[Dataset entries]
Content starts

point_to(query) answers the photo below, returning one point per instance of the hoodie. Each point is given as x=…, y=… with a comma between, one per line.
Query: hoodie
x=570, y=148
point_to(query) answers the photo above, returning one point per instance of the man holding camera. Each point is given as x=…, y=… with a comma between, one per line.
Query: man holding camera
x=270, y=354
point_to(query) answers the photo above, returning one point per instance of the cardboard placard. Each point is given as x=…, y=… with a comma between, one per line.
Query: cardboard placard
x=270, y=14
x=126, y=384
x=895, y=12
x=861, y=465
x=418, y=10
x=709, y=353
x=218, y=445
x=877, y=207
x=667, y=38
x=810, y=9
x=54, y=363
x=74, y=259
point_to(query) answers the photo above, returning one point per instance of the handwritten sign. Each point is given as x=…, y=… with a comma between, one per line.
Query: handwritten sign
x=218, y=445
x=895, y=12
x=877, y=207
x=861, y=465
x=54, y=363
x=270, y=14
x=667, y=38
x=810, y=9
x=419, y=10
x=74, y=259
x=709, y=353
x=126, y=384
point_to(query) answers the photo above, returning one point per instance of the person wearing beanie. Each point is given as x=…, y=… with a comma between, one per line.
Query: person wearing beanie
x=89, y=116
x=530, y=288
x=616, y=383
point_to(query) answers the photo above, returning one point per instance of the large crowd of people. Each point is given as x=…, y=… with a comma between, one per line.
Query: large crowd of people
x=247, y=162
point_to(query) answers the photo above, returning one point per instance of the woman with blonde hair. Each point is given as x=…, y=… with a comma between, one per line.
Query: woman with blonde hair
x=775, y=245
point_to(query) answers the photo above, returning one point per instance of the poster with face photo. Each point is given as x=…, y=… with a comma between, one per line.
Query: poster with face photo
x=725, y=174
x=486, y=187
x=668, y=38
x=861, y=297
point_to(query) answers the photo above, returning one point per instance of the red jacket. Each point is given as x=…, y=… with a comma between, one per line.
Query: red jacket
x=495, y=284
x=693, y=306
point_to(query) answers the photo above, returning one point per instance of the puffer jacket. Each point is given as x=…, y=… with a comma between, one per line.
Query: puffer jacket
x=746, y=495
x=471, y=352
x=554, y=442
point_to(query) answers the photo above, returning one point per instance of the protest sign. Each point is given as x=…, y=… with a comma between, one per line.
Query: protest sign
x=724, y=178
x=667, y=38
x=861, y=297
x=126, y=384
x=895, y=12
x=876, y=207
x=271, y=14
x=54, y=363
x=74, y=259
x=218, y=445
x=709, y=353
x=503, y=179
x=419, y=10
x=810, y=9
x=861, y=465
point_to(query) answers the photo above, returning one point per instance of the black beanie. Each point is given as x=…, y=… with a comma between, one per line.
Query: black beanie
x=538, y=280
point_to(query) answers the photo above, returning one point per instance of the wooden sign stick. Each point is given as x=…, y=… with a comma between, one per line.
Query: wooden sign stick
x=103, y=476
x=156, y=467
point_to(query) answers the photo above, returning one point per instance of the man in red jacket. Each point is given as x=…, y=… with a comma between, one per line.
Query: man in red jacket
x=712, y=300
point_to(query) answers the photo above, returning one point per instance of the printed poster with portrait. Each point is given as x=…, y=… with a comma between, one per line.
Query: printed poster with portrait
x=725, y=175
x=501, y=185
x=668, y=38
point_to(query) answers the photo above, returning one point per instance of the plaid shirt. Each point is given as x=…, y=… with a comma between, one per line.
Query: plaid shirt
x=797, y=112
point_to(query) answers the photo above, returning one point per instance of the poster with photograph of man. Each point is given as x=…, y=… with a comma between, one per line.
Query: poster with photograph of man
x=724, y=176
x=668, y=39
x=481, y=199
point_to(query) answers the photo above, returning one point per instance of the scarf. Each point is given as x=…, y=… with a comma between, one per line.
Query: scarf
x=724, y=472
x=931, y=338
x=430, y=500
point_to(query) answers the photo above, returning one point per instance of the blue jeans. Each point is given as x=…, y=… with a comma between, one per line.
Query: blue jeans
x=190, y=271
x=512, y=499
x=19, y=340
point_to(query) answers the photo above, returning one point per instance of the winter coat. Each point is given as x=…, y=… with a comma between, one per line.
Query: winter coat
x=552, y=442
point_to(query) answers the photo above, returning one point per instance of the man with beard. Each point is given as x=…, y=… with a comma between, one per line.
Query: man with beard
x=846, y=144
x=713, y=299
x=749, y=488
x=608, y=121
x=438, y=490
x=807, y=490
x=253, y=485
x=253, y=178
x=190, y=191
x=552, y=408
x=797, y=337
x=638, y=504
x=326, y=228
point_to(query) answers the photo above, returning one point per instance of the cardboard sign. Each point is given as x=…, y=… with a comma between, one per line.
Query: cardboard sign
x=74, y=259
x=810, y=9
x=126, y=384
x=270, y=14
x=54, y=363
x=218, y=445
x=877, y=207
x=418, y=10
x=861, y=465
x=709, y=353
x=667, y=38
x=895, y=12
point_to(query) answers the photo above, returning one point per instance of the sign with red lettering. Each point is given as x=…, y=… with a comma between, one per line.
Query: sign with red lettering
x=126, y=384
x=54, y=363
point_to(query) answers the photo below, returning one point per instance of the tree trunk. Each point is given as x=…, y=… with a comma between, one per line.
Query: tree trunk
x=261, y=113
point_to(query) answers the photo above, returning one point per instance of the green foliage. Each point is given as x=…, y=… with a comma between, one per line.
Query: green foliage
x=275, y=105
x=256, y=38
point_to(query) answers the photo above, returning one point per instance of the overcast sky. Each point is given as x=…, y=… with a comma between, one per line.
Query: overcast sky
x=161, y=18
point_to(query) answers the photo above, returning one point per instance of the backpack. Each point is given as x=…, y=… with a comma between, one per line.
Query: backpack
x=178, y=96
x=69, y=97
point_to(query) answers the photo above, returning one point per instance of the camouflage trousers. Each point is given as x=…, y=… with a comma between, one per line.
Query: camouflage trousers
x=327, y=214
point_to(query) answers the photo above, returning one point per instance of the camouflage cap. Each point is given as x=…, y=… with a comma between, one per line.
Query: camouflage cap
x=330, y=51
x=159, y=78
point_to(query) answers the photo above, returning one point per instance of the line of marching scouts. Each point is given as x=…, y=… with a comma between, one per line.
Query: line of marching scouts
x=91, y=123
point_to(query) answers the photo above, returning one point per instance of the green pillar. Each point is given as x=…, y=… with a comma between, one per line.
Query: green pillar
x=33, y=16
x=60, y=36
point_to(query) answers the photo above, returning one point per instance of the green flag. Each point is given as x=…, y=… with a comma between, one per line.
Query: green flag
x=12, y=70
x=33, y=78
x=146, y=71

Content ends

Task statement |
Please return exactly the lines from the one containing "Query: green pillar" through the end of the entries above, adding no other line.

Output for this task |
Query: green pillar
x=33, y=16
x=60, y=36
point_to(query) answers the photo above, returning one point per instance of the green flag. Each point is given as x=…, y=… with a comma between, one per line.
Query: green flag
x=12, y=70
x=33, y=78
x=146, y=71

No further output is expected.